» **Texte du document**
■ ■ ■ ■ ■
Un schéma similaire de manipulation apparaît dans les renseignements présentés sur Al-Sharif. Selon les documents publiés par l’armée, non vérifiés de manière indépendante, il aurait été recruté par le Hamas en 2013 et serait resté actif jusqu’à ce qu’il soit blessé en 2017, ce qui, même si les documents étaient exacts, prouverait qu’il ne jouait aucun rôle dans la guerre actuelle.
Il en va de même pour le cas du journaliste Ismail Al-Ghoul, tué en juillet 2024 dans une frappe aérienne israélienne à Gaza-Ville avec son caméraman. Un mois plus tard, l’armée a affirmé qu’il était un « opérateur de la branche militaire et un terroriste Nukhba », citant un document de 2021 prétendument extrait d’un « ordinateur du Hamas ». Or ce document indiquait qu’il avait reçu son grade militaire en 2007, alors qu’il n’avait que 10 ans, et sept ans avant sa supposée recrue dans le Hamas.
« Trouver le plus de matériel possible pour le hasbara »
L’un des premiers efforts médiatisés de la Cellule de légitimation a eu lieu le 17 octobre 2023, après l’explosion meurtrière de l’hôpital Al-Ahli à Gaza-Ville. Tandis que les médias internationaux, citant le ministère de la Santé de Gaza, rapportaient qu’une frappe israélienne avait tué 500 Palestiniens, les responsables israéliens affirmaient que l’explosion avait été causée par une roquette mal tirée du Jihad islamique et que le bilan était bien moindre.
■ ■ ■ ■ ■
» **Exercice proposé 1**
D'après le texte sur les accusations de l'armée contre des journalistes à Gaza, quel âge avait Ismail Al-Ghoul lorsqu'il aurait reçu son grade militaire ?
» **Exercice proposé 2**
Prolongez le texte sur les accusations de l'armée contre des journalistes à Gaza à partir de sa dernière phrase.

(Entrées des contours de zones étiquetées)
■ ■ ■ ■ ■
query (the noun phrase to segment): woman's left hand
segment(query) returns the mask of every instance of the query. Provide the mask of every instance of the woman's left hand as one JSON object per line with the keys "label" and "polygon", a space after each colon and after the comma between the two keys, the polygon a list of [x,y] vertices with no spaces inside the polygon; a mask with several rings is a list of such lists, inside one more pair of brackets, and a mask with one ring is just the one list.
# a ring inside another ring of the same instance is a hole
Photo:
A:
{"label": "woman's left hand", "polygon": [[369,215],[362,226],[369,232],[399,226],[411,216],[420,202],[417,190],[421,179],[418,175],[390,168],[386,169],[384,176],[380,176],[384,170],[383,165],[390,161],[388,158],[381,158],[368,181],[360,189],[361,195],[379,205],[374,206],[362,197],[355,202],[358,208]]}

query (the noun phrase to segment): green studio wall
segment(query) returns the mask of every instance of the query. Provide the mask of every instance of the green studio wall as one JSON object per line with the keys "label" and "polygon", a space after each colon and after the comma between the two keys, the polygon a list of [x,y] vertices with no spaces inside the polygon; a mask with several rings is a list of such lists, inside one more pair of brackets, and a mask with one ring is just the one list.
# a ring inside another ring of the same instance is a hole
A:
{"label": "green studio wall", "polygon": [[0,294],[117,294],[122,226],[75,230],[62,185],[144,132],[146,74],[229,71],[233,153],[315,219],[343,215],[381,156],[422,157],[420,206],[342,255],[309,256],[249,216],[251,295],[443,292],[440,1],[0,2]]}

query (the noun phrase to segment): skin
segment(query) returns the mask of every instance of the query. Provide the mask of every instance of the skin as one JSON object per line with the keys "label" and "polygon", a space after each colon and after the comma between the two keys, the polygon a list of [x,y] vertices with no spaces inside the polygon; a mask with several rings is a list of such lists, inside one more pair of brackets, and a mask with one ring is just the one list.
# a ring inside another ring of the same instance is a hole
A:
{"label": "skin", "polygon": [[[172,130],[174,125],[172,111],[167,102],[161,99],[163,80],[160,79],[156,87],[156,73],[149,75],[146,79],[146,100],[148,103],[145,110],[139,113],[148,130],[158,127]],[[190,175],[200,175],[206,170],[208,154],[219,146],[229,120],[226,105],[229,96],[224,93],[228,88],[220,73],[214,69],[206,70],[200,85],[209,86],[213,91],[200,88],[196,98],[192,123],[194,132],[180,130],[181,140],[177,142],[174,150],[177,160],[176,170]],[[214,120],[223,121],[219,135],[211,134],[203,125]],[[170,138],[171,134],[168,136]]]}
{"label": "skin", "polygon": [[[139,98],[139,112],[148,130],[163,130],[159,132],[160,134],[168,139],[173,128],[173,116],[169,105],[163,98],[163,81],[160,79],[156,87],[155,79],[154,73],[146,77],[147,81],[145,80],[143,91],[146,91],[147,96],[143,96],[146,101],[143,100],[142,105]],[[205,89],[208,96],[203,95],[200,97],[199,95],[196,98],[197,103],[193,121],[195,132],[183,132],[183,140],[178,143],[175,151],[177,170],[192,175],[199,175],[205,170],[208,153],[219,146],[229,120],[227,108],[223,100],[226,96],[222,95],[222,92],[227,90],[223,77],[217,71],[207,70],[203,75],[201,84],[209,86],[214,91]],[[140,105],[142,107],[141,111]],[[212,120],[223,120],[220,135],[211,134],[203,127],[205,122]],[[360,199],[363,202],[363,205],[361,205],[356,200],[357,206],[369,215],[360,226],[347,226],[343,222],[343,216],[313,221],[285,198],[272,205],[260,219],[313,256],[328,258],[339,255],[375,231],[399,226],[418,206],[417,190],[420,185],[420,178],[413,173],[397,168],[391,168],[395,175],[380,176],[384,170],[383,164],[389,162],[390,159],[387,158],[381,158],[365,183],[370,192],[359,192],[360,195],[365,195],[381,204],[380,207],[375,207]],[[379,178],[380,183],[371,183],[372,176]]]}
■ ■ ■ ■ ■
» **Réponse attendue 1**
Il n'avait que 10 ans.

» **Réponse attendue 2**
Le lendemain, l’armée a diffusé un enregistrement que la Cellule avait retrouvé dans des interceptions de renseignements, présenté comme un appel téléphonique entre deux membres du Hamas accusant le Jihad islamique de la bavure. De nombreux médias mondiaux ont ensuite jugé l’hypothèse plausible, certains menant leurs propres enquêtes, et cette divulgation a porté un coup sévère à la crédibilité du ministère de la Santé de Gaza, saluée au sein de l’armée israélienne comme une victoire pour la Cellule.
En décembre 2023, un militant palestinien des droits humains a déclaré à +972 et Local Call qu’il avait été stupéfait d’entendre sa propre voix dans cet enregistrement, qu’il affirmait être simplement une conversation anodine avec un ami. Il a insisté n’avoir jamais été membre du Hamas.
Une source ayant travaillé avec la Cellule de légitimation a déclaré que la publication de matériel classifié comme un appel téléphonique était extrêmement controversée. « Ce n’est vraiment pas dans l’ADN de l’Unité 8200 d’exposer nos capacités pour quelque chose d’aussi vague que l’opinion publique », a-t-il expliqué.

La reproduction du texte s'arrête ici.